Natural-language object grounding data:
----------------------------------------

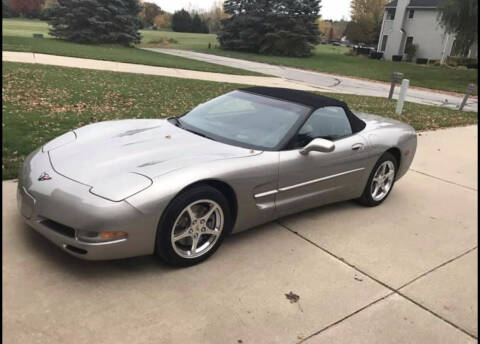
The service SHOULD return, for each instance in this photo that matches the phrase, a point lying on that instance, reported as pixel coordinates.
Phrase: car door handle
(357, 147)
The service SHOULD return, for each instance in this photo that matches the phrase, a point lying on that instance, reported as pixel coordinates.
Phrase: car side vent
(59, 228)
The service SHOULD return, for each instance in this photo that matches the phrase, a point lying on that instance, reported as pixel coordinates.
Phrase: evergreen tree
(97, 21)
(197, 24)
(281, 27)
(27, 8)
(182, 21)
(460, 17)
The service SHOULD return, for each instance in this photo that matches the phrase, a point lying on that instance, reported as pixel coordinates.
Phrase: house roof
(417, 3)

----------------------------------------

— Task details —
What needs duplicating is the run of lines from the one containing "Phrase: car side vent" through the last line of the entries above, exact and complete.

— Result of this exercise —
Phrase: car side vent
(59, 228)
The service SHOULD return, for each instance in this photo that matches the phrase, a point lying on that instance, reported as pixel coordinates.
Phrase: evergreen tree
(97, 21)
(197, 24)
(281, 27)
(27, 8)
(182, 21)
(460, 17)
The service SHOULD return, for each instance in this photo that matches the phrase, a point lying on that instance, reported as pixel coordinates.
Phrase: house roof
(417, 3)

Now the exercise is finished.